* **TEXT EXTRACT**:
------
AOSV Final Project Report

A.Y. 2020/2021

Author(s): Giacomo Priamo (1701568)

Introduction

This project was developed as a kernel module for the linux kernel version 5.12.19.

It mainly consists of 4 files:

/src/module/ums.c contains the implementation of the kernel module.
/src/user-space/libUMS.c is the C library that can be used to interact with the module from user-space.
/src/user-space/libUMS.h is the header file for the aforementioned library.
/src/user-space/example.c contains the example code to test the library.

Besides the 4 strictly required APIs, also the GetNextUmsListItem API was implemented.

Usage

Initial operations

A user-space program that wants to use this module can call the UMSScheduler() function of the library to start setting up the environment in order to use the UMS Scheduling facility, this function takes as input:

the number of worker threads to be created;
the entrypoint function for the UMS scheduler threads;
the function the worker threads should execute;

and is tasked to call the enter_ums_scheduling_mode()* function, which creates as many threads as the number of CPUs/cores in the system and makes them run the entrypoint function.

The scheduler threads' entrypoint function is wrapped by entrypoint_wrapper() in the library, which is tasked with binding the pthread to a specific core/CPU and introducing it the to the module, which will transform it into a UMS scheduler thread via the create_ums_scheduler_thread() function. Eventually, the wrapper executes the entrypoint function passed by the user.

Also the workers' routine is wrapped (by worker_wrapper()) in a similar way as for the scheduler threads.

Wrapping both the entrypoints gives transparency to the programmer and relieves them from performing those operations by themselves.

* Note: the user is not obliged to use UMSScheduler(), they can also decide to use enter_ums_scheduling_mode() directly, but this requires them to create the completion list by themselves (as a struct of type UMSinfo).

Scheduling operations

The UMS scheduler's entrypoint function can now call the APIs to interact with the module, in particular it should:

call dequeue_ums_completion_list_items(), which tells the module to build the list of worker threads ready to be executed and returns its size.
call get_next_ums_list_item() to ask the module to assign a worker thread to the scheduler (this can be called as many times as the user wants, provided that he builds an array of the appropriate size, like run_queue in example.c).
call execute_ums_thread() to tell the module to execute a worker.

This cycle can be repeated as long as there are worker threads that need to be executed.

The module

Interaction

The library interacts with the module using the character device "umschardev".

The main entrypoint to the module is the device_ioctl() function, which receives the requests from user-space (issued via the ioctl() syscall) and, depending on the value of the request parameter, dispatches the request to the appropriate function (using a switch-case construct).

In order to transfer data from and to user-space, the data parameter is used jointly with the copy_from_user() and copy_to_user() functions.

Completion list

The worker threads are collected in the linked list called completion_list as soon as they introduce themselves to the module, which is used for retrieving the available workers and keep track of those whose execution has ended by removing them.

The workers are also put in the completion_list_backup linked list to keep track of all the existing workers. This list is used for reading purposes only and no element is ever removed from it.
------
* **DATA SECTION**:

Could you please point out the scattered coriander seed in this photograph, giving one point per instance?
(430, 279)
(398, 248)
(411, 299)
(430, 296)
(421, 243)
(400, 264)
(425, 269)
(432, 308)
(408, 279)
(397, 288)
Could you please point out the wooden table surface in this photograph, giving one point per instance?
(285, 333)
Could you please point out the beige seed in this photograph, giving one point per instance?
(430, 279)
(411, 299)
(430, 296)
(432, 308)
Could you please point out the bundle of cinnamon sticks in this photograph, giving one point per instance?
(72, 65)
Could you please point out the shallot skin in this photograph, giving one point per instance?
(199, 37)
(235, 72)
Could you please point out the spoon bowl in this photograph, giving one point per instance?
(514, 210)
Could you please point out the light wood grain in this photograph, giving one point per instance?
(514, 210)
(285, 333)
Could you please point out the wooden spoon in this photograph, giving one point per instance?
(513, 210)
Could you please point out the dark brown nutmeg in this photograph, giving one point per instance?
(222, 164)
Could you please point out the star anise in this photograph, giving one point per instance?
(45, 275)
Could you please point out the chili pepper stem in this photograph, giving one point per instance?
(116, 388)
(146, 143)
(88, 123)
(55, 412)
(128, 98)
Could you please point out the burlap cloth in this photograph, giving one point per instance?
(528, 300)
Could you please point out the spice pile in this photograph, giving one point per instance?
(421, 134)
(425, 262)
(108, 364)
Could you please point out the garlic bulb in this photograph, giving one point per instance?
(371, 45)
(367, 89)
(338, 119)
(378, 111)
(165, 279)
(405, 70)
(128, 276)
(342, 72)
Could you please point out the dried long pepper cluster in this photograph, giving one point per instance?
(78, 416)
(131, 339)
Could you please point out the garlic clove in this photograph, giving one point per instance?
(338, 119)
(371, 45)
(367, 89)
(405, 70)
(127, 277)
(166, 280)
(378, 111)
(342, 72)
------
* **TASKS**:
a: Translate this sentence from the UMS project report into Spanish: "This cycle can be repeated as long as there are worker threads that need to be executed."
b: Edit the UMS project report from the words "Author(s): Giacomo Priamo" through the words "module from user-space.", replacing "kernel module" with "loadable kernel module".
The listing is not used in any of these tasks.

* **ANSWERS PROVIDED**:
a: Este ciclo puede repetirse mientras haya hilos trabajadores que necesiten ejecutarse.

b:
Author(s): Giacomo Priamo (1701568)

Introduction

This project was developed as a loadable kernel module for the linux kernel version 5.12.19.

It mainly consists of 4 files:

/src/module/ums.c contains the implementation of the loadable kernel module.
/src/user-space/libUMS.c is the C library that can be used to interact with the module from user-space.